(Stored records)
============================================================

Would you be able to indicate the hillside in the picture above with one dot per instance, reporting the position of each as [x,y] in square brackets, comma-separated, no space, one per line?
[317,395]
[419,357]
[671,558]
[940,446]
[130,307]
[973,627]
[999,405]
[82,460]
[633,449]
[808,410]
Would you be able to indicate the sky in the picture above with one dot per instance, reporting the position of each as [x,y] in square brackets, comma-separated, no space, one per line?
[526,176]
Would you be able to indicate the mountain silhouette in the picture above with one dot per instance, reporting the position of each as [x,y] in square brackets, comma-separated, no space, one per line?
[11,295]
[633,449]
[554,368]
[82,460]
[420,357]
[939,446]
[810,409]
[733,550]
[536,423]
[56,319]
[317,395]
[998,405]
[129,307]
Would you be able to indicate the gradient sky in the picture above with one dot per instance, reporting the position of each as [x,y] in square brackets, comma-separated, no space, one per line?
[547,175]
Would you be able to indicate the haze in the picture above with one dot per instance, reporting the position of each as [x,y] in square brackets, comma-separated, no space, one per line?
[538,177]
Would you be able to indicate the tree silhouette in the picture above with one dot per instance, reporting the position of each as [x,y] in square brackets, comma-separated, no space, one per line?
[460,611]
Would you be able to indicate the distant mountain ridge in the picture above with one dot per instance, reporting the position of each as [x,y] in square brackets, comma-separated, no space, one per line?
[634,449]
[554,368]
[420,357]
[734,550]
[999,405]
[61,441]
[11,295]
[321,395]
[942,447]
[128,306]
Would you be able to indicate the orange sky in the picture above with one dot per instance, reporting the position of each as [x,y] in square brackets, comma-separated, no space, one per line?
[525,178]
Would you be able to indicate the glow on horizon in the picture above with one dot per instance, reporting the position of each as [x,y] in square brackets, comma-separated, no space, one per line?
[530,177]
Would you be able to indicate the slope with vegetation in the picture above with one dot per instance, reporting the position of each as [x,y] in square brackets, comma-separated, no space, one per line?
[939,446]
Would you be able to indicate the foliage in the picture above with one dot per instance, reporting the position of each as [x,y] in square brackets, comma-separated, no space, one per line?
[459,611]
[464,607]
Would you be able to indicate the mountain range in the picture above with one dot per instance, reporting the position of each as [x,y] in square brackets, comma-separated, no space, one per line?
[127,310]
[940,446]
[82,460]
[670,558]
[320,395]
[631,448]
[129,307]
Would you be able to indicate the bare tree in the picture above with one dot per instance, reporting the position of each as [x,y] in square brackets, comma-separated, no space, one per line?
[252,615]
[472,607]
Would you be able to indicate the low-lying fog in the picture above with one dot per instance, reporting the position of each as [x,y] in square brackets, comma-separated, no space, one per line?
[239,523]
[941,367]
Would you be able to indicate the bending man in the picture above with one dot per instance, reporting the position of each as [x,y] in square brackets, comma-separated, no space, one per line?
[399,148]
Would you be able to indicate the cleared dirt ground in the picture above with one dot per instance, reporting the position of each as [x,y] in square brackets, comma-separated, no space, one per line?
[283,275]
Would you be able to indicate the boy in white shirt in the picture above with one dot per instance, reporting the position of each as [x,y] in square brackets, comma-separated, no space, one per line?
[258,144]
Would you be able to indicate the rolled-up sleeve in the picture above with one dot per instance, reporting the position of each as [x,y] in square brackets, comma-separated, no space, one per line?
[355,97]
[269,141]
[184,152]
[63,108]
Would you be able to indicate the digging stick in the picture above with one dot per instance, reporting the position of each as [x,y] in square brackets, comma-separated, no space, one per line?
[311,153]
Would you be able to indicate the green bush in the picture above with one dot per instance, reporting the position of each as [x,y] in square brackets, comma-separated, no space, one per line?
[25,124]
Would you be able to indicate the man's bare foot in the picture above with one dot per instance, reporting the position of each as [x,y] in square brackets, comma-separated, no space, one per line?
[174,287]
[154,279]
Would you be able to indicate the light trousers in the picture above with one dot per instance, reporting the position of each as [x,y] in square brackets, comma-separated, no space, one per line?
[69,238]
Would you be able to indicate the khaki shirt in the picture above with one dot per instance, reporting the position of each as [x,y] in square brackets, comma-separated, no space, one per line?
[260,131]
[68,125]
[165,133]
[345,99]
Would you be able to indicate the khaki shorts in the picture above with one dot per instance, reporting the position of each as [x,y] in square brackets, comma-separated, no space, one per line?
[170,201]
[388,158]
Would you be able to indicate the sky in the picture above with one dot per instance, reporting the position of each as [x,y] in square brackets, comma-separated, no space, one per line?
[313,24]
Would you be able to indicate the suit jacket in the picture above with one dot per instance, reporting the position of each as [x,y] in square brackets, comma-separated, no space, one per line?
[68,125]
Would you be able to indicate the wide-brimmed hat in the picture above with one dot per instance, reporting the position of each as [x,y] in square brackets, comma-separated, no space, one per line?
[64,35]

============================================================

*Aim of the task*: All entries shown above should be printed again exactly.

*Solved problem*:
Would you be able to indicate the hillside in the picture above with one dot per instance, reporting the position of each as [x,y] in square brackets, comma-separated, no space, one per line?
[317,395]
[419,357]
[671,558]
[940,446]
[130,307]
[973,627]
[999,405]
[82,460]
[633,449]
[808,410]
Would you be able to indicate the sky in the picture above with one dot per instance, reporting the position of each as [x,y] in square brackets, comma-separated, no space, one per line?
[526,176]
Would you be able to indicate the mountain silhouette in the picture above with one dot per instance, reporting the position of each as [x,y] in square brackets, comma-separated, no space, one per line?
[11,295]
[633,449]
[554,368]
[82,460]
[420,357]
[939,446]
[810,409]
[733,550]
[536,423]
[56,319]
[317,395]
[998,405]
[129,307]
Would you be able to indicate the gradient sky in the picture above with one dot per instance, reporting the position of each as [x,y] in square brackets, comma-separated, no space, one per line?
[547,175]
Would you be able to indicate the haze in the picture above with one dot per instance, reporting the position of each as [x,y] in square brackets, comma-separated, no space, one per line?
[538,177]
Would you be able to indicate the tree silhouette in the picture above with one dot per instance, reporting the position of each as [x,y] in square brackets, comma-separated, no space, one per line?
[460,611]
Would you be able to indicate the distant mountain ridge in the picture above with one dot per instance, reporting the position of each as [x,y] in square brackets, comma-separated, no space, one per line?
[634,449]
[554,368]
[420,357]
[734,550]
[999,405]
[61,441]
[11,295]
[321,395]
[942,447]
[128,306]
Would you be able to indicate the orange sky in the picture above with one dot per instance, reporting the position of each as [x,y] in square brackets, comma-separated, no space, one per line?
[525,178]
Would you be able to indicate the glow on horizon in the picture above with one dot per instance, reporting the position of each as [x,y] in square brackets, comma-separated, no space, one per line?
[530,177]
Would you be able to indicate the slope with vegetation in the picture above with one dot per instance, reporting the position of each as [x,y] in square brackets, comma-separated, no space, one per line?
[939,446]
Would you be able to indicate the foliage in the picture above with one dot per instance, reporting the position of each as [x,y] in square brackets, comma-separated, no space, one per line?
[459,611]
[464,607]
Would you be able to indicate the mountain range in the picture above with one dot per instance, reporting the position of each as [x,y] in square brackets, comma-separated, no space, one per line?
[127,310]
[940,446]
[82,460]
[670,558]
[320,395]
[631,448]
[129,307]
Would you be able to indicate the bare tree in the picture above with one dot per instance, reporting the position of each as [x,y] in square brackets, comma-separated, no space, one per line?
[252,615]
[472,607]
Would you be able to indicate the low-lying fog in the picture above with one dot per instance, reporting the position of each as [x,y] in square brackets, comma-separated, no space, one per line?
[239,523]
[941,367]
Would you be able to indicate the bending man in the picture above with one dot per instance, reporting the position of each as [x,y] in square brackets, comma-separated, no space, one per line?
[399,148]
Would you be able to indicate the cleared dirt ground in the picture above with one dot per instance, reporting the position of each as [x,y] in square brackets, comma-separated, no space, one per line?
[283,275]
Would you be able to indicate the boy in white shirt in the picture above with one dot per instance, reporting the position of each as [x,y] in square brackets, comma-separated, no space, one per line?
[258,144]
Would you be able to indicate the rolled-up sleeve in the picture above with one dot per instance, reporting the position of each as [x,y] in square brackets, comma-separated, no space, one per line?
[355,97]
[269,141]
[184,152]
[63,108]
Would you be able to indicate the digging stick in the picture above with one dot per instance, reporting the position of each as [x,y] in square brackets, comma-separated, no space, one per line?
[311,153]
Would you be able to indicate the green bush in the picture above with one dot per instance, reporting the position of each as [x,y] in square brackets, comma-separated, no space, one per line?
[25,124]
Would you be able to indicate the man's bare foot in the picture above with one dot per instance, reporting the position of each as [x,y] in square brackets, comma-separated, no space, one per line?
[174,287]
[154,279]
Would you be able to indicate the light trousers in the picture above with one dot per instance, reporting the position of each as [x,y] in square brackets, comma-separated, no space, one per line?
[69,238]
Would you be able to indicate the khaki shirt in the picture above with one dot per instance, reporting the position of each as [x,y] in square brackets, comma-separated, no space, one per line?
[260,131]
[68,125]
[165,133]
[345,99]
Would you be able to indicate the khaki shorts in the picture above with one dot per instance, reporting the position of each as [x,y] in square brackets, comma-separated, no space, one per line?
[170,201]
[388,158]
Would you be able to indicate the sky in the picture above with one dot per instance, reporting the position of each as [x,y] in square brackets, comma-separated, no space, one per line?
[313,24]
Would you be able to indicate the suit jacket in the picture above with one dot per instance, reporting the position of each as [x,y] in square brackets, comma-separated, no space, one per line?
[68,125]
Would you be able to indicate the wide-brimmed hat in the picture above with one dot per instance, reporting the position of each as [x,y] in square brackets, comma-separated, no space, one per line?
[64,35]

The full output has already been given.